-- Start of Records for this task --

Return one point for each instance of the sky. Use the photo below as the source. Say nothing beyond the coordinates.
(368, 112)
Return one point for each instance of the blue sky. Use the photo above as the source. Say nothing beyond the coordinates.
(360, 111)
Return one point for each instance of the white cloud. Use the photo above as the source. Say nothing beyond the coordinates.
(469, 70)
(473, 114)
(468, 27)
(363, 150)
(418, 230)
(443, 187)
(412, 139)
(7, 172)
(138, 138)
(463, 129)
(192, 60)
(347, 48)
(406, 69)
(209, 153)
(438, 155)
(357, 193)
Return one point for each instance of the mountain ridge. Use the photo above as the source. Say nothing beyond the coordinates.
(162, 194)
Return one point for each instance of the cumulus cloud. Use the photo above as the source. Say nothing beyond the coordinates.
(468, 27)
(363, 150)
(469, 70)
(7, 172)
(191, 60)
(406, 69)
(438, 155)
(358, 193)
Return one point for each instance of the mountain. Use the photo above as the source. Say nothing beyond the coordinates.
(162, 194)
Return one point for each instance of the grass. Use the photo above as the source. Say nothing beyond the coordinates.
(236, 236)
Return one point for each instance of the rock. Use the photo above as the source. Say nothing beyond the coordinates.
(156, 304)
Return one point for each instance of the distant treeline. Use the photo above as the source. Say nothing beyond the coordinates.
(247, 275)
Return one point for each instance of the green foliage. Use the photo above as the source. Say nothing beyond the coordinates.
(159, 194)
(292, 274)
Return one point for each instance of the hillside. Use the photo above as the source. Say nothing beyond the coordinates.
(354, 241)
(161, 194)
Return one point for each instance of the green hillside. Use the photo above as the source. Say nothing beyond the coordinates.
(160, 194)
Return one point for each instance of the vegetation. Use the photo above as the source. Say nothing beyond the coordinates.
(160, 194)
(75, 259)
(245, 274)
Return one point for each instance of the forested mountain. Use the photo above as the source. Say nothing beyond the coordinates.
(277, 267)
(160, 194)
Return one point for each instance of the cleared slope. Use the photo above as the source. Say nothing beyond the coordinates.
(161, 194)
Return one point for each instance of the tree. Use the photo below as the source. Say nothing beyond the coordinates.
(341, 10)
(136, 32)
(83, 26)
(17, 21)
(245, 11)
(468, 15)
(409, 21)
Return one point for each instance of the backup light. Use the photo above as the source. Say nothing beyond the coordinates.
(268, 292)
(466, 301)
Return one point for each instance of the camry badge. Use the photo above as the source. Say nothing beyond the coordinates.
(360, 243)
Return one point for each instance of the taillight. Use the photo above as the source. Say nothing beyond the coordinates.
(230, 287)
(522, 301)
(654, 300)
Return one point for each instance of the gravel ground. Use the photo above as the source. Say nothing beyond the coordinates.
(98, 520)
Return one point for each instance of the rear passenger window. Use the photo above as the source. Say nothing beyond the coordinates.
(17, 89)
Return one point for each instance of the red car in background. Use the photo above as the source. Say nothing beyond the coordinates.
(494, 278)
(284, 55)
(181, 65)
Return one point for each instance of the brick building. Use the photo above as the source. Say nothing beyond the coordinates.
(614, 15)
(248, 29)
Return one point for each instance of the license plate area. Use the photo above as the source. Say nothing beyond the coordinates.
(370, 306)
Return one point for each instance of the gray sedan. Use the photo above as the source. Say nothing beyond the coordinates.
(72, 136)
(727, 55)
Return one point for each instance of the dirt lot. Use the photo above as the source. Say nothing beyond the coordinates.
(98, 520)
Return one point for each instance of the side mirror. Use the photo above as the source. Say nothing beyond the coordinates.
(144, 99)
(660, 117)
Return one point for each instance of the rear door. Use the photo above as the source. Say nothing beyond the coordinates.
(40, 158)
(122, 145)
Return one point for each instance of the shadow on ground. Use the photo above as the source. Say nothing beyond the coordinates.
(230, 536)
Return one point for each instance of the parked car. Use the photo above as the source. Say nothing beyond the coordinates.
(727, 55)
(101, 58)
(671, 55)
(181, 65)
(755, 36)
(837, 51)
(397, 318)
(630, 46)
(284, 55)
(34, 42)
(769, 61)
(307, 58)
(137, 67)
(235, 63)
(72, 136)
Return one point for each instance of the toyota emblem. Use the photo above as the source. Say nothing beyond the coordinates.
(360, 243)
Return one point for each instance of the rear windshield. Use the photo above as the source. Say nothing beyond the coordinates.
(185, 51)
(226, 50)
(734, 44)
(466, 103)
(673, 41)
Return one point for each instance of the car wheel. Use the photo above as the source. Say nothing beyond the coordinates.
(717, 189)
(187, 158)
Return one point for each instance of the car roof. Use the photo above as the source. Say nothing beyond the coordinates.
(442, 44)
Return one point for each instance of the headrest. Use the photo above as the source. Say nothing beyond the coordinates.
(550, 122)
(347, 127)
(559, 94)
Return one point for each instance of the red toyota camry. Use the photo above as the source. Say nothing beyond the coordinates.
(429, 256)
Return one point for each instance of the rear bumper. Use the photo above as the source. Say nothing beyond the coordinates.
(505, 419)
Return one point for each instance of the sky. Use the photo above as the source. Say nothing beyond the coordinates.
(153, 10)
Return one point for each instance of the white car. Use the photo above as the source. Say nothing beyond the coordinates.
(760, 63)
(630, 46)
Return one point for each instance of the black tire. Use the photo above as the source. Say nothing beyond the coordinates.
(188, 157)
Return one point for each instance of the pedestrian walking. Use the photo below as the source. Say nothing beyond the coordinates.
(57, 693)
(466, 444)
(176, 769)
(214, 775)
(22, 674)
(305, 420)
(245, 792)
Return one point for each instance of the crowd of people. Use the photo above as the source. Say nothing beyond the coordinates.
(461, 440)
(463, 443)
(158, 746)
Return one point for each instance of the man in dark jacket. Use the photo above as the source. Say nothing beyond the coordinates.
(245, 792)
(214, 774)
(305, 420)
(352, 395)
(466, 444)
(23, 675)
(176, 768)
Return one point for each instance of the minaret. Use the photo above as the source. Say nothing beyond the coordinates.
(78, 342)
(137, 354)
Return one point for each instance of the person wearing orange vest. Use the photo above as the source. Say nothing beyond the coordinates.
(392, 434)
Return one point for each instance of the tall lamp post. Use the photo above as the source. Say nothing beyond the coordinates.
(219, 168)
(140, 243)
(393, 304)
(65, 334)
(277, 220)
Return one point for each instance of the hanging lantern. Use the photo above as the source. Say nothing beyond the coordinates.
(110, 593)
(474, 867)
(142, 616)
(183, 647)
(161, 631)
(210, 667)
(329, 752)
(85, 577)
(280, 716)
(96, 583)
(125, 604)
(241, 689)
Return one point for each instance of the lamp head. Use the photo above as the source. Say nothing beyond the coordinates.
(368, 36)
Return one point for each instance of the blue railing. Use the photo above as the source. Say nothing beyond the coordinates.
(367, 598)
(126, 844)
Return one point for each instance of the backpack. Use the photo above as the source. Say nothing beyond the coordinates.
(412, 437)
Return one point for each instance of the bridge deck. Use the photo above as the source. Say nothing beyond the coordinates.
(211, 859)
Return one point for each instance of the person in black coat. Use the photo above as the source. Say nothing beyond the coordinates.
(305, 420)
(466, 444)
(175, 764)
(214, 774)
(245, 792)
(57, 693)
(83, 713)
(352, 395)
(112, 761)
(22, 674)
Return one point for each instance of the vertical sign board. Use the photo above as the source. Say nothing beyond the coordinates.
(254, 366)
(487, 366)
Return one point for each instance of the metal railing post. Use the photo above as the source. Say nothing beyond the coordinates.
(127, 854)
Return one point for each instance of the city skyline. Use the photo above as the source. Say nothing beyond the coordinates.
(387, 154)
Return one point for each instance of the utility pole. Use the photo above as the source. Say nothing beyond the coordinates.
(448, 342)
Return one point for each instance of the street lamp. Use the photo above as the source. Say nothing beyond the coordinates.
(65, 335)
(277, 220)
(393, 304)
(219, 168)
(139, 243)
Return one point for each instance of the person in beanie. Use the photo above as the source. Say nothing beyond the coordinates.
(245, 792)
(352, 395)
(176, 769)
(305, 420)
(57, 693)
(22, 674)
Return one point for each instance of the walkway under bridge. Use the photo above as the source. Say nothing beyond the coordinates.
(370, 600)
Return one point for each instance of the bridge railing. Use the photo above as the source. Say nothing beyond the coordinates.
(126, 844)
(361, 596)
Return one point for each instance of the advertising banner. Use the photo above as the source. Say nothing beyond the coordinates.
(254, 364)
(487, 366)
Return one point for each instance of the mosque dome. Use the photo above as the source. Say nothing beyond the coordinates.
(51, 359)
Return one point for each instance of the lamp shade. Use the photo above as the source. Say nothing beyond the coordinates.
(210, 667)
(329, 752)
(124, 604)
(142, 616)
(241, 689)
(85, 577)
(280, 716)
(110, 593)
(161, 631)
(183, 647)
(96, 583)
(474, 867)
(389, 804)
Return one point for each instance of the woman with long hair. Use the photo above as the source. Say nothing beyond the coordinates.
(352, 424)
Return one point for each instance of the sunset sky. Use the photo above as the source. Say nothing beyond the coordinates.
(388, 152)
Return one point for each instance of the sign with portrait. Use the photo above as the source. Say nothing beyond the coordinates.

-- End of Records for this task --

=== Your objective ===
Give back, unchanged, every line from the one with "Return one point for each instance of the street" to the end of the entries above.

=== Result of this task ===
Return one point for each instance of the street lamp. Use the photo above as the source. Say nothing beyond the coordinates.
(65, 335)
(277, 220)
(393, 304)
(219, 168)
(139, 243)
Return one point for each instance of the person in beanie. Use the photo above as the source. Say nothing beyond the coordinates.
(245, 792)
(352, 395)
(176, 769)
(305, 420)
(57, 693)
(22, 674)
Return one point for each instance of the walkway under bridge. Use the photo above as the source. Say nothing beyond the coordinates.
(370, 600)
Return one point for each instance of the bridge railing. Use the photo above as the source. Say nothing beyond the coordinates.
(126, 844)
(361, 596)
Return one point for each instance of the advertising banner. Use the photo above as the source. Say nothing beyond the coordinates.
(254, 364)
(487, 366)
Return one point for each instance of the mosque dome. Use the photo above as the source. Say nothing beyond the coordinates.
(51, 359)
Return one point for each instance of the lamp shade. Use the photo above as the source. Say nothing beyond the coordinates.
(210, 667)
(329, 752)
(124, 604)
(142, 616)
(241, 689)
(85, 577)
(280, 716)
(110, 593)
(161, 631)
(183, 647)
(96, 583)
(474, 867)
(389, 804)
Return one point for each instance of the woman with long hair. Use the photo above as the source. Say nothing beyond the coordinates.
(352, 424)
Return one point for each instance of the sunset sky. Use the photo above as the source. Say nothing beyond the coordinates.
(388, 152)
Return one point for each instance of the sign with portrait. Use the photo above as the source. Say nothing beyond the coordinates.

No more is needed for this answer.